EXERCÍCIOS PROPOSTOS -
• 1. Segundo o texto-base, qual percentual de reajuste do piso foi sugerido para o ano de 2010?
• 2. Enumere todas as datas completas, com dia, mês e ano, citadas no texto-base.
• 3. Transcreva sem alterações a parte do texto-base que se inicia com as palavras que contêm "A aplicação do" e se encerra em "sobre o tema.".

TEXTO-BASE -
Em sua resposta, a AGU entende que a melhor interpretação do referido dispositivo é a que permite a utilização de um parâmetro efetivo para a identificação da variação do valor anual mínimo por aluno. Seguindo essa interpretação, o percentual de reajuste sugerido para o ano de 2010 é de 7,86%, referente à diferença dos valores mínimos por aluno aferidos nos anos de 2008 e 2009, consignados na Portaria Interministerial nº 1.027, de 19 de agosto de 2008, e na Portaria Interministerial nº 788, de 14 de agosto de 2009.
A aplicação do percentual eleva o piso de R$ 950,00 para R$ 1.024,67 para uma jornada de 40 horas semanais a partir de 1º de janeiro de 2010. Embora a interpretação da AGU não seja vinculante, esta será a recomendação do MEC aos entes federados que o consultarem sobre o tema.
Assessoria de Comunicação Social do MEC
Palavras-chave: Piso salarial”

MATERIAL DE APOIO -
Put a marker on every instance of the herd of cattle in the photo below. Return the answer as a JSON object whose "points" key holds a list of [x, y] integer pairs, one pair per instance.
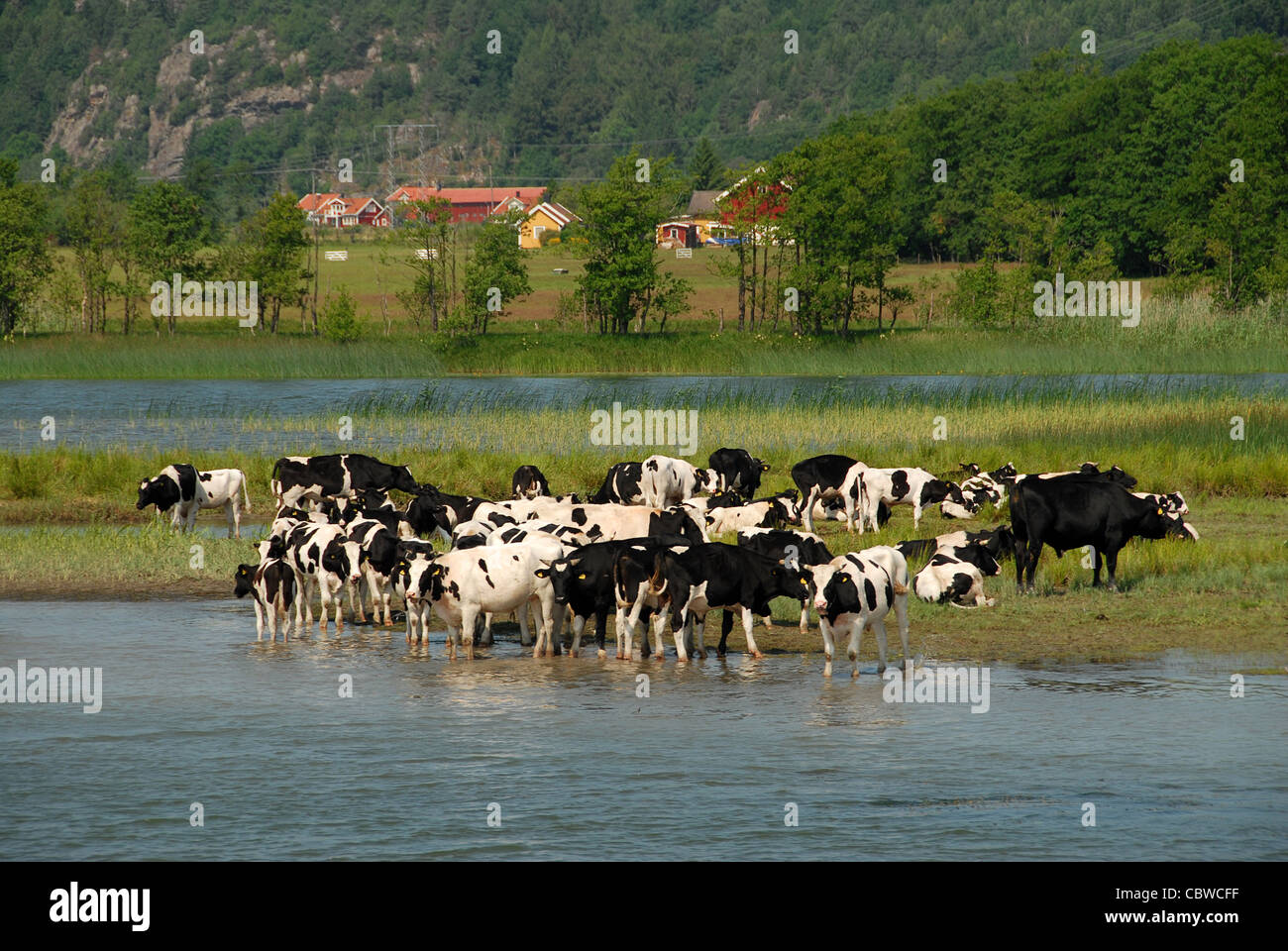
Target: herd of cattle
{"points": [[640, 548]]}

EXERCÍCIOS RESOLVIDOS -
• 1. 7,86%

• 2. 19 de agosto de 2008; 14 de agosto de 2009; 1º de janeiro de 2010

• 3.
A aplicação do percentual eleva o piso de R$ 950,00 para R$ 1.024,67 para uma jornada de 40 horas semanais a partir de 1º de janeiro de 2010. Embora a interpretação da AGU não seja vinculante, esta será a recomendação do MEC aos entes federados que o consultarem sobre o tema.